• _EXERCISE MATERIAL_
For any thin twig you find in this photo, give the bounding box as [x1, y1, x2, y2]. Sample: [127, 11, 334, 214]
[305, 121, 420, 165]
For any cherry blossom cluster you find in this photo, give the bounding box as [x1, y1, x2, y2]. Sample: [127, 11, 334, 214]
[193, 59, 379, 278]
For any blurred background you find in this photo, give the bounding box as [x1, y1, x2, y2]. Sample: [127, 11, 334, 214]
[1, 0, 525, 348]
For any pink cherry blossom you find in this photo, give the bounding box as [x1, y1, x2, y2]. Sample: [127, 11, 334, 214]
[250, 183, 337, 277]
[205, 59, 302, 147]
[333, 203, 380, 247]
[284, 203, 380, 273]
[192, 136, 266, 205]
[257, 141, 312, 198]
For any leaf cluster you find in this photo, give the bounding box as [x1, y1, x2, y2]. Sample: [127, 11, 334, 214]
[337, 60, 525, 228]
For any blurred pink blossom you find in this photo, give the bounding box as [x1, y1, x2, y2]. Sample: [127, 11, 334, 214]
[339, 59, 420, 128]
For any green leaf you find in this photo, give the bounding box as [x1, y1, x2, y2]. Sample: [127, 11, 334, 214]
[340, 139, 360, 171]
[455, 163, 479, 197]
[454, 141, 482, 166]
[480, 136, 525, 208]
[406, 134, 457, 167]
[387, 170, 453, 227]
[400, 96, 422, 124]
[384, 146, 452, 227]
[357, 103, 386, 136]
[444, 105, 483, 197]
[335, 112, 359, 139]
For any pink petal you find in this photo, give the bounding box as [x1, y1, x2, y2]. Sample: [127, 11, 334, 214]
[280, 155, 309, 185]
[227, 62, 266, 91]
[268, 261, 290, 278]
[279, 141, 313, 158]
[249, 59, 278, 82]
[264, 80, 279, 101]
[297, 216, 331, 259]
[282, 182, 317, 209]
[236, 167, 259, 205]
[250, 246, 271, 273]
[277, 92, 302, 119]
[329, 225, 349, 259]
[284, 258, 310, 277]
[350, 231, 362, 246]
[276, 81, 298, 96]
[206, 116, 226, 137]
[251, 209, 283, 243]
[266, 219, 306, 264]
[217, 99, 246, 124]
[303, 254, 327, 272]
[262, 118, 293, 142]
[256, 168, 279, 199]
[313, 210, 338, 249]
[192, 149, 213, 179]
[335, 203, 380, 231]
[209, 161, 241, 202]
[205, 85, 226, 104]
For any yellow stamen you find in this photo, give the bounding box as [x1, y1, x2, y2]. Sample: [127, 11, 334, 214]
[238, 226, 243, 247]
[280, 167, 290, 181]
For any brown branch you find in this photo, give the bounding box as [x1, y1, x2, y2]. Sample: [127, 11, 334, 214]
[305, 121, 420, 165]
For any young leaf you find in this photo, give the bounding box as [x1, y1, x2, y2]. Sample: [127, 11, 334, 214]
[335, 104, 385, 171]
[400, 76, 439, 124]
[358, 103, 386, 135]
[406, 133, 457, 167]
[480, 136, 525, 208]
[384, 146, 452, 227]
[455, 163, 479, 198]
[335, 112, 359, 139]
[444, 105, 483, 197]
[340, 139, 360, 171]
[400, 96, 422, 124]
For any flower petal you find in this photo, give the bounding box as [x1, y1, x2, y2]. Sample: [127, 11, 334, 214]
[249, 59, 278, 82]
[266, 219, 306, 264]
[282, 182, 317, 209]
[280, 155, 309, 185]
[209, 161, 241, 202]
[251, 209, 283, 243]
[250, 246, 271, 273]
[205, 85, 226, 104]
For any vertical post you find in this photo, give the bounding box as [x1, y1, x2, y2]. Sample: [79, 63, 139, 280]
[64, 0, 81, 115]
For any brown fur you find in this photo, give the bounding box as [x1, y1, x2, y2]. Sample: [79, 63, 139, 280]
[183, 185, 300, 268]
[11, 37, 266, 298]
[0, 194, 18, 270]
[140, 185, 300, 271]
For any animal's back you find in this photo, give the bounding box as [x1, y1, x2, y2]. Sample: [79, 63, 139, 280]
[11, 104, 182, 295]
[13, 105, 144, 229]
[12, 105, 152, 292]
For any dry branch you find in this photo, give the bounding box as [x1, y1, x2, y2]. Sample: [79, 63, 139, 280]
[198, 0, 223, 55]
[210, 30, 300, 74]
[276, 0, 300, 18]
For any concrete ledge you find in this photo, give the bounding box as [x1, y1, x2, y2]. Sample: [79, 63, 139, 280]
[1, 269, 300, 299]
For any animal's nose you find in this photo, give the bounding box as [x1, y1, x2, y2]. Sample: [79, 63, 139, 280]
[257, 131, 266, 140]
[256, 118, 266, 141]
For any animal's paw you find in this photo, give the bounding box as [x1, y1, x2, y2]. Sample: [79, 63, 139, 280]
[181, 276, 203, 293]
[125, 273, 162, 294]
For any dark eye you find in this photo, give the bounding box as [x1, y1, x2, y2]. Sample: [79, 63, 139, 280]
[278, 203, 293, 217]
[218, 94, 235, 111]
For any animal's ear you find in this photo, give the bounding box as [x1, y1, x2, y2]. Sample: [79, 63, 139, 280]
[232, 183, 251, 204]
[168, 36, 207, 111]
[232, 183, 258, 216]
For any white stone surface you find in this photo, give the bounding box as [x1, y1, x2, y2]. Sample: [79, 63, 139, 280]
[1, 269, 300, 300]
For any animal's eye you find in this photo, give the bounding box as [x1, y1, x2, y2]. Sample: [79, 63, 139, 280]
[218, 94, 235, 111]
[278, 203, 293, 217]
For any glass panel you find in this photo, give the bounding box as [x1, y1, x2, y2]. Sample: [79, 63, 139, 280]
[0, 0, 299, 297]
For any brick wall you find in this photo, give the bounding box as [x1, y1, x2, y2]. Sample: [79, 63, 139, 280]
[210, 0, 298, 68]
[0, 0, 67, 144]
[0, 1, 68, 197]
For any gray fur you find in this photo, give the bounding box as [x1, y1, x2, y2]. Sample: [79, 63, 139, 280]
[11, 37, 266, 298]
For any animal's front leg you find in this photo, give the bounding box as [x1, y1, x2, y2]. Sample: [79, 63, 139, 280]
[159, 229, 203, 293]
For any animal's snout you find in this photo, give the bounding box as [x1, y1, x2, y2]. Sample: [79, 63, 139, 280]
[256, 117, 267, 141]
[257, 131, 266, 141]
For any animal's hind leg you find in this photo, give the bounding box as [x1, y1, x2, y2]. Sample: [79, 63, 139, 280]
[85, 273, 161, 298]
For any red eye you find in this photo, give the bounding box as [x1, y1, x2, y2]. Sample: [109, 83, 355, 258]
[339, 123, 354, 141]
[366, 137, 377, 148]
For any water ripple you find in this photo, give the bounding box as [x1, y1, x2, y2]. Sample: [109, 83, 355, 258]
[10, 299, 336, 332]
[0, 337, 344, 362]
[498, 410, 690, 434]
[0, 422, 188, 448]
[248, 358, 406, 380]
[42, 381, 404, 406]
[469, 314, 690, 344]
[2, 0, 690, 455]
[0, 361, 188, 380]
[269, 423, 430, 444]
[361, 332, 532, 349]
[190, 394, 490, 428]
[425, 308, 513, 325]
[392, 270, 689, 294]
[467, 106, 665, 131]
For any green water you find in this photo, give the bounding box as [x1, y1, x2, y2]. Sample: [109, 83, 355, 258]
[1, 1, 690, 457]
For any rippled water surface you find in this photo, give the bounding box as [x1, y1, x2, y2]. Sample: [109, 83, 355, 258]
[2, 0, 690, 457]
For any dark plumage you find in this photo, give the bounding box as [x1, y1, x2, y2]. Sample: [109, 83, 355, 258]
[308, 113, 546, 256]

• _ACTIVITY_
In the answer, the listing above should be restated word for word.

• _ANSWER TO THE EXERCISE_
For any thin twig you find in this photo, give the bounding box as [x1, y1, x2, y2]. Sample: [127, 11, 334, 214]
[305, 121, 420, 165]
For any cherry blossom cluster you find in this photo, give the bounding box as [x1, y1, x2, y2]. Sample: [127, 11, 334, 214]
[193, 59, 379, 278]
For any blurred background you find in this photo, give the bounding box as [x1, y1, x2, y2]. Sample: [127, 11, 334, 214]
[1, 0, 525, 348]
For any pink cherry blossom you find in this photo, give the bounding box as [x1, y1, x2, y2]. Sample: [127, 11, 334, 214]
[250, 183, 337, 277]
[205, 59, 302, 147]
[333, 203, 380, 247]
[284, 203, 380, 273]
[192, 136, 266, 205]
[257, 141, 312, 198]
For any leaf cluster you find in this photo, give the bounding box as [x1, y1, x2, y2]. Sample: [127, 11, 334, 214]
[337, 60, 525, 228]
For any blurred pink blossom you find in this photo, give the bounding box as [x1, y1, x2, y2]. Sample: [127, 11, 334, 214]
[339, 59, 420, 128]
For any green leaf you find in this photo, give the bounding box as [x1, y1, x2, y2]. Sample: [127, 11, 334, 214]
[340, 139, 360, 171]
[455, 163, 479, 197]
[454, 141, 482, 166]
[480, 136, 525, 208]
[406, 134, 457, 167]
[387, 170, 453, 227]
[400, 96, 422, 124]
[384, 146, 452, 227]
[357, 103, 386, 136]
[444, 105, 483, 197]
[335, 112, 359, 139]
For any pink petal you find in this photo, give the bounding box as [x1, y1, x2, y2]. Sample: [127, 11, 334, 214]
[280, 155, 309, 185]
[227, 62, 266, 91]
[268, 261, 290, 278]
[279, 141, 313, 158]
[249, 59, 278, 82]
[264, 80, 279, 101]
[297, 216, 331, 259]
[282, 182, 317, 209]
[236, 167, 259, 205]
[250, 246, 271, 273]
[277, 92, 302, 119]
[329, 225, 349, 259]
[284, 258, 310, 277]
[350, 231, 362, 246]
[276, 81, 298, 96]
[206, 116, 226, 137]
[251, 209, 283, 243]
[266, 219, 306, 264]
[217, 99, 246, 124]
[303, 254, 327, 272]
[262, 118, 293, 142]
[256, 168, 279, 199]
[313, 210, 338, 249]
[192, 149, 213, 179]
[335, 203, 380, 231]
[209, 161, 241, 202]
[205, 85, 226, 104]
For any yellow stamen you find in this photo, give the bounding box as [x1, y1, x2, y2]. Sample: [127, 11, 334, 214]
[238, 226, 243, 247]
[280, 167, 290, 181]
For any brown branch you find in this photo, give the bounding box as [x1, y1, x2, y2]. Sample: [127, 11, 334, 214]
[305, 121, 420, 165]
For any young leaf you find in this photo, give the bounding box as [x1, y1, x2, y2]. Sample: [127, 11, 334, 214]
[335, 104, 385, 171]
[400, 76, 439, 124]
[358, 103, 386, 135]
[406, 133, 457, 167]
[480, 136, 525, 208]
[384, 146, 452, 227]
[455, 163, 479, 198]
[335, 112, 359, 139]
[444, 105, 483, 197]
[340, 139, 360, 171]
[400, 96, 422, 124]
For any flower petal you find in this photo, give the bounding box as [x1, y1, x2, y2]. Sample: [127, 11, 334, 214]
[249, 59, 278, 82]
[266, 219, 306, 264]
[282, 182, 317, 209]
[280, 155, 309, 185]
[209, 161, 241, 202]
[251, 209, 283, 243]
[250, 246, 271, 273]
[205, 85, 226, 104]
For any vertical post you find in this photo, give the bounding box as [x1, y1, x2, y2]. Sample: [79, 63, 139, 280]
[64, 0, 81, 115]
For any brown fur you find in this photo, give the bounding box as [x1, y1, x2, y2]. Sample: [79, 63, 139, 280]
[183, 185, 300, 268]
[11, 37, 266, 298]
[0, 194, 18, 270]
[140, 185, 300, 271]
For any animal's back you find in this photo, give the bounding box as [x1, y1, x2, y2]. Sample: [79, 63, 139, 280]
[11, 104, 182, 295]
[13, 105, 144, 229]
[12, 105, 152, 292]
For any dry branch you find in this photo, give the bounding box as [x1, y1, x2, y2]. Sample: [79, 63, 139, 280]
[198, 0, 223, 55]
[210, 30, 300, 74]
[276, 0, 300, 18]
For any concrete ledge you find in this photo, give the bounding box as [x1, y1, x2, y2]. Sample: [79, 63, 139, 280]
[1, 269, 300, 299]
For any animal's nose you find in this photo, give the bounding box as [x1, y1, x2, y2]. Sample: [79, 63, 139, 280]
[257, 131, 266, 140]
[256, 118, 266, 141]
For any animal's paw you find in this photo, give the bounding box as [x1, y1, x2, y2]. Sample: [79, 63, 139, 280]
[181, 276, 203, 293]
[125, 273, 162, 294]
For any dark eye you find in this photo, give the bounding box as [x1, y1, x2, y2]. Sample: [79, 63, 139, 280]
[278, 203, 293, 217]
[218, 94, 235, 111]
For any animal's ear you find in this photo, give the bounding box as [x1, y1, x2, y2]. Sample: [79, 63, 139, 280]
[232, 183, 251, 204]
[168, 36, 207, 111]
[232, 183, 258, 216]
For any white stone surface you find in this photo, give the bounding box as [x1, y1, x2, y2]. Sample: [79, 63, 139, 280]
[1, 269, 300, 300]
For any animal's eye you find in this photo, give the bounding box as [x1, y1, x2, y2]. Sample: [79, 63, 139, 280]
[218, 94, 235, 111]
[278, 203, 293, 217]
For any glass panel you find in this photo, give the bounding box as [x1, y1, x2, y2]. Sample: [79, 63, 139, 280]
[0, 0, 299, 297]
For any brick wall you find in this photo, give the bounding box as [x1, y1, x2, y2]. Sample: [79, 63, 139, 280]
[210, 0, 298, 68]
[0, 0, 67, 144]
[0, 1, 68, 197]
For any gray fur you find in this photo, give the bounding box as [x1, y1, x2, y2]. Sample: [79, 63, 139, 280]
[11, 37, 266, 298]
For any animal's front leg you find in this photo, give the bounding box as [x1, y1, x2, y2]. Sample: [79, 63, 139, 280]
[159, 229, 203, 293]
For any animal's snout you find in this photo, give the bounding box as [x1, y1, x2, y2]. Sample: [79, 63, 139, 280]
[256, 117, 267, 141]
[257, 131, 266, 141]
For any animal's hind leg you find in this photo, give the bounding box as [x1, y1, x2, y2]. Sample: [79, 63, 139, 280]
[85, 273, 161, 298]
For any red eye you find in this photo, give the bounding box as [x1, y1, x2, y2]. Sample: [109, 83, 355, 258]
[339, 123, 354, 141]
[366, 137, 377, 148]
For any water ripple you find in this photo, give the bounding box as [x1, y1, x2, y2]. Sample: [109, 83, 355, 258]
[10, 299, 336, 332]
[0, 337, 344, 362]
[498, 410, 690, 434]
[0, 422, 188, 448]
[248, 358, 406, 380]
[42, 381, 404, 406]
[469, 314, 690, 344]
[2, 0, 690, 455]
[0, 361, 188, 380]
[269, 423, 430, 444]
[361, 332, 532, 349]
[190, 394, 490, 428]
[425, 308, 513, 325]
[392, 270, 689, 294]
[467, 106, 665, 131]
For any green water you find in this photo, give the bounding box as [x1, y1, x2, y2]. Sample: [109, 83, 355, 258]
[1, 1, 690, 457]
For any rippled water surface you find in this photo, give the bounding box as [x1, y1, x2, y2]. Sample: [109, 83, 355, 258]
[2, 0, 690, 457]
For any dark plumage you find in this photo, give the bounding box as [x1, y1, x2, y2]. Sample: [109, 83, 355, 258]
[308, 113, 546, 256]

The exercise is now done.